Dataset records:

##########

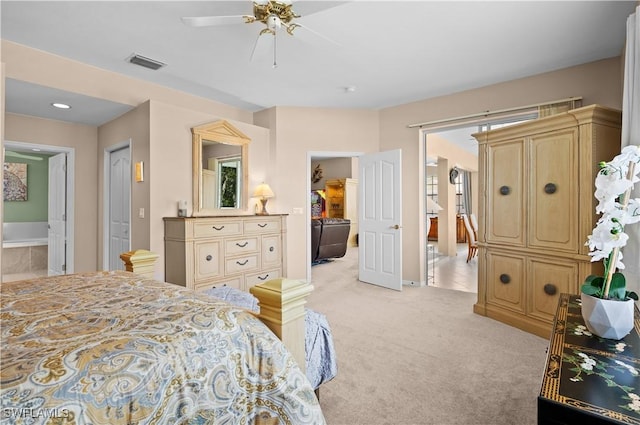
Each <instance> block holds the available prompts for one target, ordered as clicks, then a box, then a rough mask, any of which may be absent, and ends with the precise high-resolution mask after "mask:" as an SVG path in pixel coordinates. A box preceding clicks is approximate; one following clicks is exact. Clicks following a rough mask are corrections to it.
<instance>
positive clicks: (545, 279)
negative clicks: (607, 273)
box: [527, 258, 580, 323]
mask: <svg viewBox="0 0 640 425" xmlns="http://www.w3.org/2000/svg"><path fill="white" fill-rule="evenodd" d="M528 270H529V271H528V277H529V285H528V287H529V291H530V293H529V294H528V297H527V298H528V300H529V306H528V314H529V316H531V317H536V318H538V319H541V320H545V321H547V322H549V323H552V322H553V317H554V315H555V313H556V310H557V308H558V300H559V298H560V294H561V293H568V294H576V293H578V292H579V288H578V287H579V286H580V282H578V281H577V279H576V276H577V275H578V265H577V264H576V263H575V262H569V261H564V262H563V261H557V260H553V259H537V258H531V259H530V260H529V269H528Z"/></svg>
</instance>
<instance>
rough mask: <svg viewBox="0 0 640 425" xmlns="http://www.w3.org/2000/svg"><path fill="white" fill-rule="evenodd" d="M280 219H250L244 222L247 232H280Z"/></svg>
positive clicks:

##########

** TASK BRIEF **
Reproduce the final stretch of the data above: every line from the one holding "negative clicks: (607, 273)" through the end, inclusive, exactly as written and nothing else.

** RESPONSE BELOW **
negative clicks: (607, 273)
box: [527, 258, 580, 323]
mask: <svg viewBox="0 0 640 425" xmlns="http://www.w3.org/2000/svg"><path fill="white" fill-rule="evenodd" d="M528 270H529V271H528V277H529V285H528V287H529V291H530V293H529V294H528V297H527V298H528V300H529V306H528V314H529V316H531V317H536V318H538V319H541V320H545V321H547V322H549V323H552V322H553V317H554V315H555V313H556V310H557V308H558V300H559V298H560V294H561V293H568V294H576V293H578V292H579V288H578V287H579V286H580V282H578V281H577V279H576V276H577V275H578V265H577V264H576V263H575V262H569V261H564V262H563V261H557V260H553V259H537V258H531V259H530V260H529V269H528Z"/></svg>
</instance>
<instance>
rough mask: <svg viewBox="0 0 640 425" xmlns="http://www.w3.org/2000/svg"><path fill="white" fill-rule="evenodd" d="M280 219H250L244 222L247 232H280Z"/></svg>
positive clicks:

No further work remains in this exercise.